- **Data supplied**:
>> BEGIN

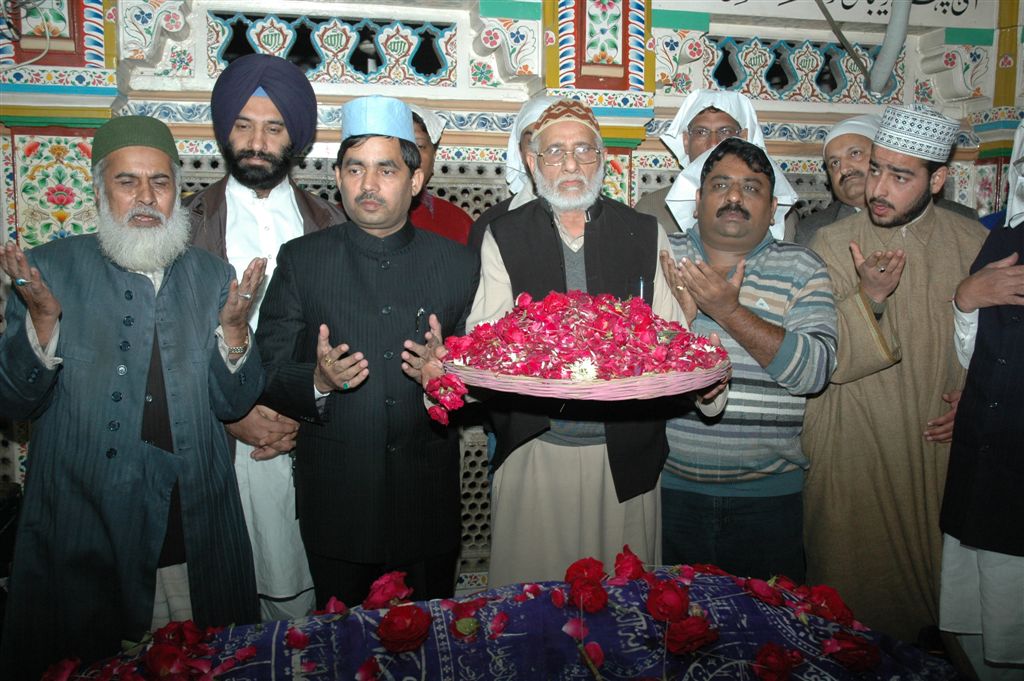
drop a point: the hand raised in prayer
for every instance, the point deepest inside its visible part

>> END
>> BEGIN

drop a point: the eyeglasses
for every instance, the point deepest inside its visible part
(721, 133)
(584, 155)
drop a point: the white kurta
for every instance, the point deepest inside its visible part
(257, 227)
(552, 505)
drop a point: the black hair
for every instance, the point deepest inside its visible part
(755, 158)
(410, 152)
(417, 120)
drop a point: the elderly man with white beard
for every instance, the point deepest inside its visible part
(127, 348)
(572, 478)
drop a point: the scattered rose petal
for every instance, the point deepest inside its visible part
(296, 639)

>> END
>> BEGIN

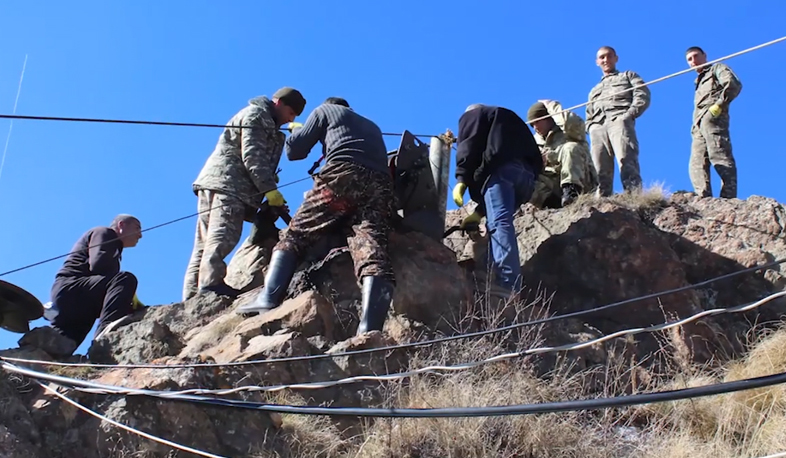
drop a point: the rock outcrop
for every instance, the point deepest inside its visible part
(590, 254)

>> END

- **Written task**:
Give only the number of lines in the items above that contain the word "drop".

- **Task result**:
7